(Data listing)
• • •
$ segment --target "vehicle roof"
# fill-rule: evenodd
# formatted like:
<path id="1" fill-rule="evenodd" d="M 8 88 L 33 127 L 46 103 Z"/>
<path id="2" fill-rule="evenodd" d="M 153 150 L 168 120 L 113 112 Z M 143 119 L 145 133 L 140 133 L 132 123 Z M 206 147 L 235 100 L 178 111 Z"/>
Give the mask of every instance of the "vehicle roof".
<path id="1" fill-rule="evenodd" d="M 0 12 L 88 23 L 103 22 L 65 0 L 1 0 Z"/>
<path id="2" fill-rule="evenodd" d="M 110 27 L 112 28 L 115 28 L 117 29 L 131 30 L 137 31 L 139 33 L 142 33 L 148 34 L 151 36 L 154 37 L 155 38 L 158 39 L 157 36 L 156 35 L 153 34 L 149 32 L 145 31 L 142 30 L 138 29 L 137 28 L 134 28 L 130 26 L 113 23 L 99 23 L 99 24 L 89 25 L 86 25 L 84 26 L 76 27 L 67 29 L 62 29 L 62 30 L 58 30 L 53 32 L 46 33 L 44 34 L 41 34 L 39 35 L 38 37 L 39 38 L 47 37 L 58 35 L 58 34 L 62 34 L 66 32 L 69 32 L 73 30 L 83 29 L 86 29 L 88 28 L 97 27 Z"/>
• • •
▸ **What is expected**:
Render every line above as a Markdown table with the columns No. and Line, numbering the rows and omitting blank lines.

▸ **Complete answer**:
| No. | Line |
|---|---|
| 1 | $ segment --target "vehicle roof" |
| 2 | # fill-rule: evenodd |
| 3 | # formatted like: |
| 4 | <path id="1" fill-rule="evenodd" d="M 8 88 L 33 127 L 46 103 Z"/> |
| 5 | <path id="2" fill-rule="evenodd" d="M 153 150 L 168 120 L 113 112 Z M 143 119 L 145 133 L 140 133 L 132 123 Z M 206 147 L 235 100 L 178 111 Z"/> |
| 6 | Give the mask of every instance of the "vehicle roof". |
| 7 | <path id="1" fill-rule="evenodd" d="M 0 12 L 88 23 L 103 22 L 65 0 L 1 0 Z"/> |
| 8 | <path id="2" fill-rule="evenodd" d="M 110 27 L 112 28 L 115 28 L 117 29 L 131 30 L 137 31 L 139 33 L 142 33 L 148 34 L 151 36 L 154 37 L 155 38 L 158 39 L 157 36 L 156 35 L 153 34 L 149 32 L 145 31 L 142 30 L 138 29 L 137 28 L 134 28 L 130 26 L 113 23 L 99 23 L 99 24 L 89 25 L 86 25 L 84 26 L 76 27 L 67 29 L 62 29 L 62 30 L 58 30 L 53 32 L 46 33 L 44 34 L 41 34 L 39 35 L 38 37 L 39 38 L 47 37 L 58 35 L 58 34 L 62 34 L 66 32 L 69 32 L 73 30 L 83 29 L 86 29 L 88 28 L 97 27 Z"/> |